Work required =
Rewrite all of the entries, changing "every instance" to "all instances" wherever it appears and leaving everything else the same.

Source data
--------------------

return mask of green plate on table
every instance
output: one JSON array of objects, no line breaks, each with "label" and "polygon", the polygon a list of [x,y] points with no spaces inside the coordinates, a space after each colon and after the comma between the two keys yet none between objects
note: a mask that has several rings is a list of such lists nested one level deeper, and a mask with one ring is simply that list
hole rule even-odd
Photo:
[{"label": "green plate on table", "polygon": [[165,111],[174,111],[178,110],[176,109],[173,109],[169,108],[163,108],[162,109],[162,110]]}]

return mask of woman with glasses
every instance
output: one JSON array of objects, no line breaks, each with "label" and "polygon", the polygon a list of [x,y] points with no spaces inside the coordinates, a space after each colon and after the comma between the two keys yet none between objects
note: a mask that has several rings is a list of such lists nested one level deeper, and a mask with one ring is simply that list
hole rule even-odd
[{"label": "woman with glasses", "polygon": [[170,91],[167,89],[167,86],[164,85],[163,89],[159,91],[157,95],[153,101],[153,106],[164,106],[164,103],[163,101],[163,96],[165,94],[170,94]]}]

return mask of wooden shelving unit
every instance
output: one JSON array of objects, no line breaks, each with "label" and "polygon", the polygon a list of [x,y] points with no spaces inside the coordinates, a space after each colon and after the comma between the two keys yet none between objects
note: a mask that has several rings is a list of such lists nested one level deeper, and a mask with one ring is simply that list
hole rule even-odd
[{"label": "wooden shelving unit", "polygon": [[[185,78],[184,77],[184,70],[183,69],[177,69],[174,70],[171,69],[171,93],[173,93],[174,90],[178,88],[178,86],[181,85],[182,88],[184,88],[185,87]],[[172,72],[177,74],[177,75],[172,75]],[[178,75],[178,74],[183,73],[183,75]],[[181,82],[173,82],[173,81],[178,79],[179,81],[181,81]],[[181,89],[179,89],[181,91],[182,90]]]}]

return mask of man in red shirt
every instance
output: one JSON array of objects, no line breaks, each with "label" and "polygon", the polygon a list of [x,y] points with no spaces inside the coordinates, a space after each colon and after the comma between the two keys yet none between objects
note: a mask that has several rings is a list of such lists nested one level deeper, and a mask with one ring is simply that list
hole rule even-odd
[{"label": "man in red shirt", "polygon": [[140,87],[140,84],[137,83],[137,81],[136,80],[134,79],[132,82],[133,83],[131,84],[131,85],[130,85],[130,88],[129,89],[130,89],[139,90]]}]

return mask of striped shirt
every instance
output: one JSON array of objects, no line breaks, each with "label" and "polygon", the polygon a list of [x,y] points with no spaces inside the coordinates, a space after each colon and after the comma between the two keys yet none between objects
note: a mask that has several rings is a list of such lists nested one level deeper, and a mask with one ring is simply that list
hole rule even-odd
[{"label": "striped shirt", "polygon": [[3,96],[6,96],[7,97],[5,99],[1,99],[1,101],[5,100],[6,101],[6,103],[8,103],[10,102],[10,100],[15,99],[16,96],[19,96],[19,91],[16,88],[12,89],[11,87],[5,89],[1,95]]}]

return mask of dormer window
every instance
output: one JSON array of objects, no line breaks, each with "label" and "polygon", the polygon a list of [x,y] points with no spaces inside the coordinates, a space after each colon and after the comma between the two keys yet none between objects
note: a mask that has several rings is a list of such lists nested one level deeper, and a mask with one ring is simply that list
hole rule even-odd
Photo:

--------------------

Solution below =
return mask of green plate on table
all instances
output: one JSON array of objects, no line breaks, each with "label" and "polygon", the polygon a list of [x,y] points with no spaces inside the coordinates, a space after each colon and after the comma between the two keys yet none between objects
note: a mask that has several rings is a list of such lists nested one level deeper, and a mask with one ring is simply that list
hole rule even-odd
Photo:
[{"label": "green plate on table", "polygon": [[165,111],[174,111],[178,110],[176,109],[173,109],[169,108],[163,108],[162,109],[162,110]]}]

return mask of woman with glasses
all instances
output: one JSON array of objects, no line breaks, each with "label" and "polygon", the polygon a list of [x,y] points with no spaces inside the coordinates, a space after each colon and after the comma between the two keys yet none between objects
note: a mask that has several rings is a list of such lists nested one level deeper, and a mask with one ring is simply that list
hole rule even-odd
[{"label": "woman with glasses", "polygon": [[170,91],[167,89],[167,86],[164,85],[163,89],[159,91],[157,95],[153,101],[153,106],[164,106],[164,103],[163,101],[163,96],[165,94],[170,94]]}]

return mask of wooden shelving unit
all instances
output: one JSON array of objects, no line breaks, each with "label" and "polygon", the polygon a list of [x,y] points with no spaces inside the coordinates, a space after each colon and after the comma between the two keys yet none between objects
note: a mask that has several rings is a list of such lists nested one level deeper, and a mask with one ring is simply that list
hole rule even-odd
[{"label": "wooden shelving unit", "polygon": [[[185,78],[184,77],[184,70],[183,69],[177,69],[174,70],[171,69],[171,93],[173,93],[174,90],[178,88],[178,86],[181,85],[182,88],[184,88],[185,87]],[[172,72],[177,74],[177,75],[172,75]],[[178,75],[178,74],[183,73],[183,75]],[[181,82],[173,82],[173,81],[178,79],[179,81],[181,81]],[[181,89],[179,89],[181,91],[182,90]]]}]

return mask of man in red shirt
all instances
output: one JSON array of objects, no line breaks, each with "label" and "polygon", the polygon a list of [x,y] points with no spaces inside the coordinates, a space after each colon and after the comma between the two keys yet none between objects
note: a mask that has several rings is a list of such lists nested one level deeper, and a mask with one ring is simply that list
hole rule even-odd
[{"label": "man in red shirt", "polygon": [[140,87],[140,84],[137,83],[137,81],[136,80],[134,79],[132,82],[133,83],[131,84],[131,85],[130,85],[130,88],[129,89],[130,89],[139,90]]}]

return mask of striped shirt
all instances
output: one JSON array of objects, no line breaks, each with "label" and "polygon", the polygon a list of [x,y] points with no spaces inside the coordinates, a space after each colon and after the comma between the two keys yet none between objects
note: a mask that has several rings is a list of such lists nested one level deeper, and a mask with one ring is simply that list
hole rule even-odd
[{"label": "striped shirt", "polygon": [[3,96],[6,96],[7,97],[5,99],[1,99],[1,101],[5,100],[6,101],[6,103],[8,103],[10,102],[10,100],[15,99],[16,96],[19,96],[19,91],[16,88],[12,89],[11,87],[5,89],[1,95]]}]

return mask of dormer window
all instances
output: one JSON array of objects, no line breaks, each with "label" and "polygon", the polygon a list of [x,y] points with no spaces inside the coordinates, a space after each colon and after the comma between the two keys yet none between objects
note: a mask that has several rings is a list of such lists nested one level deeper, and a mask with one ring is simply that list
hole rule even-odd
Photo:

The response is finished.